### Selected excerpt
-=-=-=-=-

Other reasons for the slow adoption of these tools include:

  • Document technology experts are often not writers, and many writers are not sophisticated technology experts.
  • Regulatory agencies seem hesitant to accept the full automation of certain documents, perhaps due to concerns about the trustworthiness of unfamiliar methodologies; in turn, sponsor companies may be unwilling to take on unnecessary compliance risks.
  • New technologies, such as standardized authoring when it was initially pioneered, do not always support industry-standard software such as the Microsoft SuiteTM.
  • It is often difficult to implement new automation technologies in larger and older companies when old systems may need to be scrapped and replaced.

Emerging technologies have not and will not decrease demand for good human scientific writers. However, these technologies are changing their desired skillset, which is evolving to focus more on their ability to intellectually understand data and create a cohesive scientific narrative. Professional organizations such as the American Medical Writers Association (AMWA) and DIA often publish pieces on automation which may be helpful resources for professionals hoping to learn more.

As companies explore implementation of these tools in practice, understanding what types of data sets can benefit from automation will smoothen transitions. Phase 1 studies, for instance, regularly lend themselves well to automation due to the simpler, straightforward nature of their data. Extraordinarily large data sets, such as those found in vaccine trials and phase 3/4 trials, are also well-suited. On the other hand, therapeutic areas like inflammatory and rheumatology disease which can have nonspecific symptoms and preference-based treatment paradigms may not be appropriate for automation. Trials which study small patient populations, as seen in personalized medicine studies, are also ill-suited.

In addition, groups such as the Clinical Data Interchange Standards Consortium (CDISC) have attempted to ease the way forward by creating regulatory body-approved standards for how data are organized and presented. Similar initiatives include the ICH Medical Dictionary for Regulatory Activities (MedDRA); LOINC, the internationally recognized standard database of identifiers for lab tests, vital signs, and clinical documents; and the US National Cancer Institute’s NCI Enterprise Vocabulary Services (EVS).

-=-=-=-=-

[Records from a data source]
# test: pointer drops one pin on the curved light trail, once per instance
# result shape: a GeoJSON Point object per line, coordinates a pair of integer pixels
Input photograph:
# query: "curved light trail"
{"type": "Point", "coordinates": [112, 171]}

-=-=-=-=-

### Tasks and exercises
1. For each statement, say whether it agrees with the passage on document automation. Answer yes or no, and quote the words from the passage that decide it.
(a) Phase 1 studies often suit automation because their data are simpler.
(b) Emerging technologies will reduce demand for good human scientific writers.
(c) Trials that study small patient populations are well-suited to automation.
2. Write out the stretch of the passage on document automation from "As companies explore" through "are also ill-suited.".

### Exercise answers
1.
(a) Yes: "Phase 1 studies, for instance, regularly lend themselves well to automation due to the simpler, straightforward nature of their data."
(b) No: "Emerging technologies have not and will not decrease demand for good human scientific writers."
(c) No: "Trials which study small patient populations, as seen in personalized medicine studies, are also ill-suited."

2.
As companies explore implementation of these tools in practice, understanding what types of data sets can benefit from automation will smoothen transitions. Phase 1 studies, for instance, regularly lend themselves well to automation due to the simpler, straightforward nature of their data. Extraordinarily large data sets, such as those found in vaccine trials and phase 3/4 trials, are also well-suited. On the other hand, therapeutic areas like inflammatory and rheumatology disease which can have nonspecific symptoms and preference-based treatment paradigms may not be appropriate for automation. Trials which study small patient populations, as seen in personalized medicine studies, are also ill-suited.